What you need to do → Restate the entire listing word for word.

(Entries taken from a collection)
§ §

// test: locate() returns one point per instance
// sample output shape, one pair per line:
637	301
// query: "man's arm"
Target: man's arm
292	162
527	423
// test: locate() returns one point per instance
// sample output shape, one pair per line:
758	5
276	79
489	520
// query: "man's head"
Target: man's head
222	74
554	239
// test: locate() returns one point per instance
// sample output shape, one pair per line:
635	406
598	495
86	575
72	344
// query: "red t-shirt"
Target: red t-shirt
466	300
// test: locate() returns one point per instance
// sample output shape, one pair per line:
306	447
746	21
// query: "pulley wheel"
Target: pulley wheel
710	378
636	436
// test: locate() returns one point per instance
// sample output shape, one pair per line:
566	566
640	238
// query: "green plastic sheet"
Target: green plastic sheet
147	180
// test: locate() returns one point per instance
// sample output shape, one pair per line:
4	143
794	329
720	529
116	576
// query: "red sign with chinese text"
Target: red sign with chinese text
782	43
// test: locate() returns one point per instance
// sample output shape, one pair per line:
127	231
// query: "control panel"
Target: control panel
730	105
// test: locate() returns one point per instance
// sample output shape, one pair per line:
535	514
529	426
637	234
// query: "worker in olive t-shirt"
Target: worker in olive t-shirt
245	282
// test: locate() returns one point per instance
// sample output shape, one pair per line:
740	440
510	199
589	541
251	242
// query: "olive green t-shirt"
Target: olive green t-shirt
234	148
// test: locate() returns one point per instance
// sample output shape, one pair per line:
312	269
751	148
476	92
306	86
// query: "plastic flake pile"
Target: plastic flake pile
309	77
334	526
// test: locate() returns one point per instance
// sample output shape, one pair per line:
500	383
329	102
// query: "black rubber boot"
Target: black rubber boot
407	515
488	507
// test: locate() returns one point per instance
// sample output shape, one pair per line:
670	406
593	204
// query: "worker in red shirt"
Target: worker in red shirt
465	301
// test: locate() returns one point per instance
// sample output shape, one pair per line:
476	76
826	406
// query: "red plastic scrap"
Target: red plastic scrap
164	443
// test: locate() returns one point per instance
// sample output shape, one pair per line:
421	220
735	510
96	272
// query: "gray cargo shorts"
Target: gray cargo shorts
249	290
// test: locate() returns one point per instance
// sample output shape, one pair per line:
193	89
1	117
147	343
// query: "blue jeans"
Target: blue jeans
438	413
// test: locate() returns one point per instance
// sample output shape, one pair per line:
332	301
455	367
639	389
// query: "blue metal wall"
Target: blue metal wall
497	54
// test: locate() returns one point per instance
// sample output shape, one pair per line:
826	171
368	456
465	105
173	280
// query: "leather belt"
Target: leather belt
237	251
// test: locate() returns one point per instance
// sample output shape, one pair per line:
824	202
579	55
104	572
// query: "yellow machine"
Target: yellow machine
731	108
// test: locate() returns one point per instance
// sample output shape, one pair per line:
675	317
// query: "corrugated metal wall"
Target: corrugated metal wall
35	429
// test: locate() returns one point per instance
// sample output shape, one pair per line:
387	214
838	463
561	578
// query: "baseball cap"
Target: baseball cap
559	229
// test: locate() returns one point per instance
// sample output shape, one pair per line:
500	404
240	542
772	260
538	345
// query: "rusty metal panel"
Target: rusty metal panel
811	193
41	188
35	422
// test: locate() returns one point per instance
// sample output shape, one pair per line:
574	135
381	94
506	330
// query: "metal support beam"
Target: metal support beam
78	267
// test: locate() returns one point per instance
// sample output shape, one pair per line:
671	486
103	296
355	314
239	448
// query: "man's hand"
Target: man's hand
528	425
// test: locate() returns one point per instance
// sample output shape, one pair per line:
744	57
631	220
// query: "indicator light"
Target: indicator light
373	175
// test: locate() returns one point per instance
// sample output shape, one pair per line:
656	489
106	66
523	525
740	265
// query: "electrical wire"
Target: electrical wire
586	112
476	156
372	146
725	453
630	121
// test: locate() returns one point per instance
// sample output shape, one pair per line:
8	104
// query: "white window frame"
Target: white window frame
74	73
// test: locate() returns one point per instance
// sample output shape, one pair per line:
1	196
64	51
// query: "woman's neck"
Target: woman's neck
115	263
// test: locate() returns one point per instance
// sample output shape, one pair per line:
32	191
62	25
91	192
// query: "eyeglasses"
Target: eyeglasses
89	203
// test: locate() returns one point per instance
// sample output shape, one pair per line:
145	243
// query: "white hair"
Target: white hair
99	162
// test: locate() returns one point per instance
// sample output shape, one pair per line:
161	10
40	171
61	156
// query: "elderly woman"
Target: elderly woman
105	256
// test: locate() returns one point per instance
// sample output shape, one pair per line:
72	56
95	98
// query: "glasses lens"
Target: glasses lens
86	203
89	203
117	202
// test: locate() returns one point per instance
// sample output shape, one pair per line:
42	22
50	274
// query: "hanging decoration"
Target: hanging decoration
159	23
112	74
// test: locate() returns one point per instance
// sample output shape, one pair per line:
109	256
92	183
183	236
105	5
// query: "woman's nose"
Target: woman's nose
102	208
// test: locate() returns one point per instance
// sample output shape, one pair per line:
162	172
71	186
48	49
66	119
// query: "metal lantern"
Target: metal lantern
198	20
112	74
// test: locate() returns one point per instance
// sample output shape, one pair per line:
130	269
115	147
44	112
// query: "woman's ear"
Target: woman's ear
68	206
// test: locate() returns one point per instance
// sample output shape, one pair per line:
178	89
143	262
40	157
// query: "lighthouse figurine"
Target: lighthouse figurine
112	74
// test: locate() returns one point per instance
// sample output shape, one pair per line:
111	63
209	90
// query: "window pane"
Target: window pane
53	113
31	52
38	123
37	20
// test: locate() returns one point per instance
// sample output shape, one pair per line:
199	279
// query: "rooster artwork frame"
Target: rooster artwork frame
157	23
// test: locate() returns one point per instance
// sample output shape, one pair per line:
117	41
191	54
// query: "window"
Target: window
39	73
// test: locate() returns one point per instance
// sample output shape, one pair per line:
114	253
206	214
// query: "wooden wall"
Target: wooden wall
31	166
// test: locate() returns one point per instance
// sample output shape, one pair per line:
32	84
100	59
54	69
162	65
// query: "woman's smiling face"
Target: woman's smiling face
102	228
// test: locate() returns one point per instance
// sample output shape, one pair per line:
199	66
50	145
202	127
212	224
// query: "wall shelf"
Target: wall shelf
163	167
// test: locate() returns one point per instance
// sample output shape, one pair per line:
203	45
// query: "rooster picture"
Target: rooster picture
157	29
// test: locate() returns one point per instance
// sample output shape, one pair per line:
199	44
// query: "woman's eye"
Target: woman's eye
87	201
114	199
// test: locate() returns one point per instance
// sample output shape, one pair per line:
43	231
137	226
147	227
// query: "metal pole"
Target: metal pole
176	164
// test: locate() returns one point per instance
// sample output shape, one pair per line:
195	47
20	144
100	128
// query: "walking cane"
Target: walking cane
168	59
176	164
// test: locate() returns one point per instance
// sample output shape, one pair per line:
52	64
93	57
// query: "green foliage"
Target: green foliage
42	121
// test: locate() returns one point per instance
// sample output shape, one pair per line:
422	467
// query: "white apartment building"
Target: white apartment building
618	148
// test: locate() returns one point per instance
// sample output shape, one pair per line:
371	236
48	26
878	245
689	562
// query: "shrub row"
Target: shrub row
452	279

§ §

Task answer →
// test: locate() returns one point per instance
// sample output shape, one pair per line:
637	301
// query: "man's arm"
Target: man's arm
292	162
527	423
// test: locate() returns one point per instance
// sample output shape, one pair per line:
758	5
276	79
489	520
// query: "man's head"
Target: man's head
222	74
554	239
// test: locate() returns one point per instance
// sample output shape, one pair per line:
635	406
598	495
86	575
72	344
// query: "red t-shirt"
Target: red t-shirt
466	300
// test: locate() returns one point per instance
// sample output shape, one pair per line:
306	447
746	21
// query: "pulley wheel"
Target: pulley wheel
710	378
636	436
// test: locate() returns one point per instance
// sample output shape, one pair per line:
566	566
640	238
// query: "green plastic sheet"
Target: green plastic sheet
147	180
// test: locate() returns one point per instance
// sample output shape, one pair per line:
4	143
794	329
720	529
116	576
// query: "red sign with chinese text"
Target: red sign with chinese text
782	43
// test: locate() returns one point per instance
// sample output shape, one pair per line:
127	231
// query: "control panel"
Target: control panel
730	105
// test: locate() returns one point per instance
// sample output shape, one pair per line:
535	514
529	426
637	234
// query: "worker in olive t-shirt"
Target: worker in olive t-shirt
245	282
// test: locate() returns one point per instance
// sample output shape, one pair per line:
740	440
510	199
589	541
251	242
// query: "olive green t-shirt"
Target: olive green t-shirt
234	148
// test: locate() returns one point per instance
// sample output shape, one pair per line:
312	269
751	148
476	92
306	86
// query: "plastic flake pile"
Target: plastic flake pile
309	77
334	526
// test: locate() returns one point per instance
// sample output shape, one pair per line:
500	383
329	102
// query: "black rubber boot"
Target: black rubber boot
407	515
488	507
// test: locate() returns one point per instance
// sample output shape, one pair per line:
670	406
593	204
// query: "worker in red shirt"
Target: worker in red shirt
465	301
// test: locate() returns one point per instance
// sample output shape, one pair per line:
476	76
826	406
// query: "red plastic scrap"
Target: red plastic scrap
164	443
// test: locate() returns one point per instance
// sample output shape, one pair per line:
421	220
735	510
96	272
// query: "gray cargo shorts"
Target: gray cargo shorts
249	290
// test: locate() returns one point per instance
// sample output shape, one pair per line:
193	89
1	117
147	343
// query: "blue jeans"
Target: blue jeans
438	413
// test: locate() returns one point per instance
// sample output shape, one pair per line:
332	301
455	367
639	389
// query: "blue metal wall"
Target: blue metal wall
497	54
// test: locate() returns one point per instance
// sample output shape, one pair per line:
826	171
368	456
465	105
173	280
// query: "leather belt"
Target: leather belt
237	251
// test: locate() returns one point per instance
// sample output shape, one pair per line:
824	202
579	55
104	572
// query: "yellow machine"
Target: yellow machine
731	108
// test: locate() returns one point per instance
// sample output shape, one pair per line:
675	317
// query: "corrugated metal wall"
Target: corrugated metal wall
35	429
// test: locate() returns one point per instance
// sample output shape, one pair per line:
387	214
838	463
561	578
// query: "baseball cap"
Target: baseball cap
559	229
// test: locate() returns one point per instance
// sample output shape, one pair per line:
500	404
240	542
772	260
538	345
// query: "rusty metal panel"
Target: rusty metal panel
811	193
41	188
35	422
// test: locate() returns one point per instance
// sample output shape, one pair per line:
574	135
381	94
506	330
// query: "metal support beam"
Target: metal support beam
78	267
// test: locate() returns one point per instance
// sample output shape, one pair per line:
671	486
103	296
355	314
239	448
// query: "man's hand"
Target: man's hand
528	425
// test: locate() returns one point per instance
// sample output shape, one pair per line:
744	57
631	220
// query: "indicator light"
Target: indicator light
373	175
// test: locate() returns one point per instance
// sample output shape, one pair per line:
656	489
106	66
523	525
740	265
// query: "electrical wire"
Target: electrical wire
586	112
476	156
372	146
725	453
630	121
// test: locate() returns one point per instance
// sample output shape, one pair per line:
8	104
// query: "white window frame"
Target: white window frame
74	73
// test: locate() returns one point per instance
// sample output shape, one pair per line:
1	196
64	51
// query: "woman's neck"
Target: woman's neck
115	263
// test: locate() returns one point per instance
// sample output shape, one pair per line:
32	191
62	25
91	192
// query: "eyeglasses"
Target: eyeglasses
89	203
// test: locate() returns one point per instance
// sample output shape, one pair per line:
145	243
// query: "white hair"
Target: white hair
99	162
// test: locate() returns one point per instance
// sample output shape, one pair per line:
161	10
40	171
61	156
// query: "elderly woman"
Target: elderly woman
105	256
// test: locate() returns one point per instance
// sample output shape, one pair per line:
72	56
95	98
// query: "glasses lens"
Target: glasses lens
86	203
89	203
117	202
// test: locate() returns one point per instance
// sample output shape, one pair per line:
42	22
50	274
// query: "hanging decoration"
Target: hanging decoration
159	23
112	74
// test: locate() returns one point per instance
// sample output shape, one pair per line:
109	256
92	183
183	236
105	5
// query: "woman's nose"
Target: woman's nose
102	208
// test: locate() returns one point per instance
// sample output shape, one pair per line:
162	172
71	186
48	49
66	119
// query: "metal lantern"
Target: metal lantern
198	20
112	74
// test: locate() returns one point per instance
// sample output shape, one pair per line:
130	269
115	147
44	112
// query: "woman's ear"
Target: woman's ear
68	206
// test: locate() returns one point per instance
// sample output shape, one pair per line:
178	89
143	262
40	157
// query: "lighthouse figurine"
Target: lighthouse figurine
112	74
// test: locate() returns one point per instance
// sample output shape, one pair per line:
111	63
209	90
// query: "window pane"
Target: window pane
53	113
31	52
38	123
37	20
// test: locate() returns one point per instance
// sample output shape, one pair per line:
199	279
// query: "rooster artwork frame"
Target: rooster artwork frame
157	23
// test: locate() returns one point per instance
// sample output shape, one pair per line:
117	41
191	54
// query: "window"
Target: window
39	73
// test: locate() returns one point per instance
// sample output shape, one pair per line:
114	253
206	214
// query: "wooden wall"
Target: wooden wall
31	166
// test: locate() returns one point per instance
// sample output shape, one pair per line:
32	84
100	59
54	69
162	65
// query: "woman's smiling face"
Target: woman's smiling face
102	228
// test: locate() returns one point per instance
// sample output shape, one pair per line:
199	66
50	145
202	127
212	224
// query: "wall shelf"
Target: wall shelf
163	167
// test: locate() returns one point per instance
// sample output shape, one pair per line:
203	45
// query: "rooster picture"
Target: rooster picture
157	29
// test: locate() returns one point per instance
// sample output shape, one pair per line:
199	44
// query: "woman's eye"
Target: woman's eye
87	201
114	199
// test: locate() returns one point per instance
// sample output shape, one pair per line:
43	231
137	226
147	227
// query: "metal pole"
Target: metal pole
176	164
// test: locate() returns one point per instance
// sample output shape, one pair per line:
195	47
20	144
100	128
// query: "walking cane"
Target: walking cane
168	59
176	164
// test: locate() returns one point per instance
// sample output shape, one pair per line:
52	64
93	57
// query: "green foliage"
Target: green foliage
42	121
// test: locate() returns one point per instance
// sample output shape, one pair per line:
422	467
// query: "white apartment building"
Target: white apartment building
618	148
// test: locate() returns one point per instance
// sample output shape, one pair per line:
371	236
48	26
878	245
689	562
// query: "shrub row"
Target: shrub row
452	279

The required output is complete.